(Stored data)

-*-

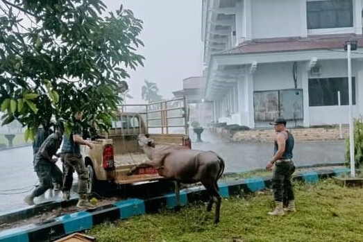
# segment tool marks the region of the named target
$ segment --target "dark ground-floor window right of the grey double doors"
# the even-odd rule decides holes
[[[353,105],[355,105],[355,78],[352,78],[352,85]],[[338,91],[340,91],[341,105],[348,105],[348,78],[309,79],[309,106],[338,105]]]

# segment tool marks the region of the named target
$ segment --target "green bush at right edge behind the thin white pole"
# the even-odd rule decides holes
[[[359,168],[363,164],[363,122],[362,118],[354,121],[354,154],[355,154],[355,167]],[[349,137],[346,138],[346,166],[351,166],[351,151],[349,146]]]

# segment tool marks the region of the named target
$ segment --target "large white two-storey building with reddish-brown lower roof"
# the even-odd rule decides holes
[[[348,123],[348,40],[358,43],[353,115],[363,114],[362,10],[363,0],[203,0],[214,120],[250,128],[277,116],[290,126]]]

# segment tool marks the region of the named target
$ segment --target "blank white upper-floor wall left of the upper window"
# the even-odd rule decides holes
[[[302,21],[299,0],[253,0],[252,1],[252,37],[301,36]]]

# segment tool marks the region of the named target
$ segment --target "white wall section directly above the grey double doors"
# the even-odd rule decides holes
[[[293,62],[259,64],[253,74],[253,91],[295,88],[292,76]],[[298,73],[298,88],[301,88],[301,74]]]

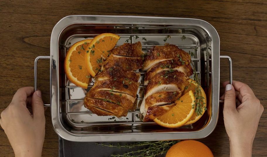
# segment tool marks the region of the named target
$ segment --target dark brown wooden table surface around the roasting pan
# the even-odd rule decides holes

-*-

* _Your assignment_
Could you output the full set of entries exactly, skipping every picture?

* _Final answer_
# segment tool marks the region of the named target
$ segment --target "dark ground-floor window right of the grey double doors"
# the even-odd rule decides holes
[[[353,105],[355,105],[355,78],[352,78],[352,85]],[[338,91],[340,91],[341,105],[348,105],[348,78],[309,79],[309,106],[338,105]]]

# segment tool marks the region of the named target
$ segment --target "green bush at right edge behind the thin white pole"
# the even-odd rule decides holes
[[[359,168],[363,164],[363,122],[362,118],[354,121],[354,154],[355,154],[355,167]],[[349,137],[346,138],[346,166],[351,166],[351,151],[349,146]]]

# segment tool marks the region of the named target
$ segment --target "large white two-storey building with reddish-brown lower roof"
# the even-odd rule decides holes
[[[348,123],[348,40],[358,43],[353,115],[363,114],[362,10],[363,0],[203,0],[214,120],[250,128],[277,116],[290,126]]]

# segment tool marks the region of the named target
$ segment --target "blank white upper-floor wall left of the upper window"
# the even-odd rule decides holes
[[[302,21],[299,0],[253,0],[252,1],[252,37],[301,36]]]

# segment tool marks the region of the named target
$ segment --target "white wall section directly above the grey double doors"
# the even-odd rule decides holes
[[[293,62],[259,64],[253,74],[253,91],[295,88],[292,76]],[[298,73],[298,88],[301,88],[301,74]]]

# segment tool marks the region of the named target
$ segment --target dark brown wooden table surface around the roasting pan
# the even-odd rule decides holes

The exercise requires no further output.